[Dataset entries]
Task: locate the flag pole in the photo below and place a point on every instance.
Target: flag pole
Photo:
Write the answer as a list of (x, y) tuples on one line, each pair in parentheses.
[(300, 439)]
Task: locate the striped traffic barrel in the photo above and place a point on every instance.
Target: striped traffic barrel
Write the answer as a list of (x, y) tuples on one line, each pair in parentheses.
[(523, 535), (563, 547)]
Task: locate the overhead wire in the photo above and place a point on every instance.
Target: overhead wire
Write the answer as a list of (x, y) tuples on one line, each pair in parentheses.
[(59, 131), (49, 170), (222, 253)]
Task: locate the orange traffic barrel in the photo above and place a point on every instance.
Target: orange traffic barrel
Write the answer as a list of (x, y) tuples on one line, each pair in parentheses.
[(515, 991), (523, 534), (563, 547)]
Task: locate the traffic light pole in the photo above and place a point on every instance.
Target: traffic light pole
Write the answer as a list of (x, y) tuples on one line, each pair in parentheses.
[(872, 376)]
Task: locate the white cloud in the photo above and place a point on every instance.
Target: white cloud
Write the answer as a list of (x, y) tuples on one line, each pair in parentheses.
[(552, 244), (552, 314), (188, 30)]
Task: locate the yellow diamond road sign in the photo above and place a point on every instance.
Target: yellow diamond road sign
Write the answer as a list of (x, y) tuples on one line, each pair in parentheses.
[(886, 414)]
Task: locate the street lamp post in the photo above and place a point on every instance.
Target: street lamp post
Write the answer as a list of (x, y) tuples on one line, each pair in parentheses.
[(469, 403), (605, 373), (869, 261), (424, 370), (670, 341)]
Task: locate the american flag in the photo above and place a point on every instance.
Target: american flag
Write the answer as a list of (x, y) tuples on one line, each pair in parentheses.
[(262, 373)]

> **Stated task**: Rewrite the material above as a two-column CSV with the headers input and output, one row per answer. Put the text leading up to each answer under input and the answer itself under output, each as a single quoted field with line breaks replaced by spaces.

> **Worked solution**:
input,output
"Task: locate the flag pole in the photo below and place a point on every instance. Target: flag pole Photo: Write the answer as a list of (x, y) tuples on one line, each pair in parentheses.","[(300, 439)]"
"Task: locate the striped traffic barrel in the photo above and place a point on every instance. Target: striped traffic barrel Write the answer as a list of (x, y) tuples on one line, each pair in parentheses.","[(523, 535), (563, 547)]"
"Task: locate the overhead wire in the photo above and place a point on every instance. Target: overhead wire Write the answer as a list of (x, y) tuples on one line, each pair in parentheses.","[(59, 131), (49, 170), (222, 253)]"
"Task: locate the orange traffic barrel in the photo above and place a point on every instance. Target: orange traffic barrel Write the answer as a list of (x, y) tuples on one line, each pair in parentheses.","[(515, 991), (523, 534), (563, 547)]"
"Task: locate the traffic light pole in the photo above and place a point on every instance. Target: traffic light pole Write the answer as a list of (x, y) tuples on one line, each pair in parentheses.","[(872, 376)]"
"Task: locate the white cloud in the photo above and place a point on every instance. Target: white cloud Write the answer as a list of (x, y) tuples on one line, each pair in parentheses.","[(552, 244), (552, 314), (188, 30)]"
"Task: locate the yellow diamond road sign in the photo above and place a point on every instance. Target: yellow diamond road sign Write the answer as a list of (x, y) tuples on one line, each pair in parentheses.","[(886, 414)]"
"Task: locate the street lamp post in the photo above and place a point on every instance. Target: street lamp post Write the answer as a list of (x, y) tuples on one line, each pair in parentheses.","[(469, 403), (605, 373), (869, 261), (424, 370), (670, 341)]"
"Task: locate the american flag in the photo above and place a point on every instance. Target: american flag Write the answer as a list of (x, y) tuples on one line, each pair in parentheses.","[(262, 373)]"